**任务要求**
请把下面全部记录的各行整理成编号列表，空行不计入，答案中不要包含图片。

**任务输入**
#####

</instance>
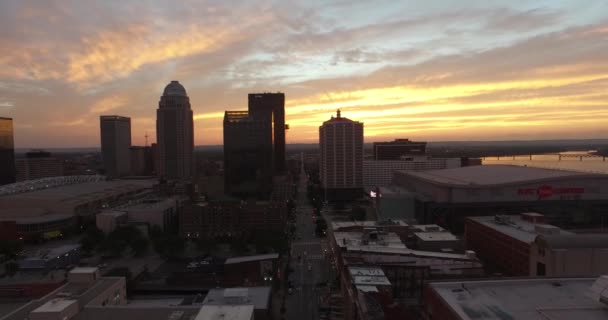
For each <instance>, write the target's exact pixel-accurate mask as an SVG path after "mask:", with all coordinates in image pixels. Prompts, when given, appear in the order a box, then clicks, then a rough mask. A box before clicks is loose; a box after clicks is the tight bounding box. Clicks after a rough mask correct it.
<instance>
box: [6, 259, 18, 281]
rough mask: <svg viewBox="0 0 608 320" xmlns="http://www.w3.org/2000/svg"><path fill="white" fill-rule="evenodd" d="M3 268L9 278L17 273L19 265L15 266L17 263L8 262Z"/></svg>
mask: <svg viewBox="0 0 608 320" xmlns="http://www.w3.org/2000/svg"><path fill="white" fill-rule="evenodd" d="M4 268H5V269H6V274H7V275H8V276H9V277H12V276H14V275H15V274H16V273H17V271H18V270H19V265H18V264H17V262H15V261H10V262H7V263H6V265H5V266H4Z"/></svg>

#####

**书面回复**
1. </instance>
2. For each <instance>, write the target's exact pixel-accurate mask as an SVG path after "mask:", with all coordinates in image pixels. Prompts, when given, appear in the order a box, then clicks, then a rough mask. A box before clicks is loose; a box after clicks is the tight bounding box. Clicks after a rough mask correct it.
3. <instance>
4. box: [6, 259, 18, 281]
5. rough mask: <svg viewBox="0 0 608 320" xmlns="http://www.w3.org/2000/svg"><path fill="white" fill-rule="evenodd" d="M3 268L9 278L17 273L19 265L15 266L17 263L8 262Z"/></svg>
6. mask: <svg viewBox="0 0 608 320" xmlns="http://www.w3.org/2000/svg"><path fill="white" fill-rule="evenodd" d="M4 268H5V269H6V274H7V275H8V276H9V277H12V276H14V275H15V274H16V273H17V271H18V270H19V265H18V264H17V262H15V261H10V262H7V263H6V265H5V266H4Z"/></svg>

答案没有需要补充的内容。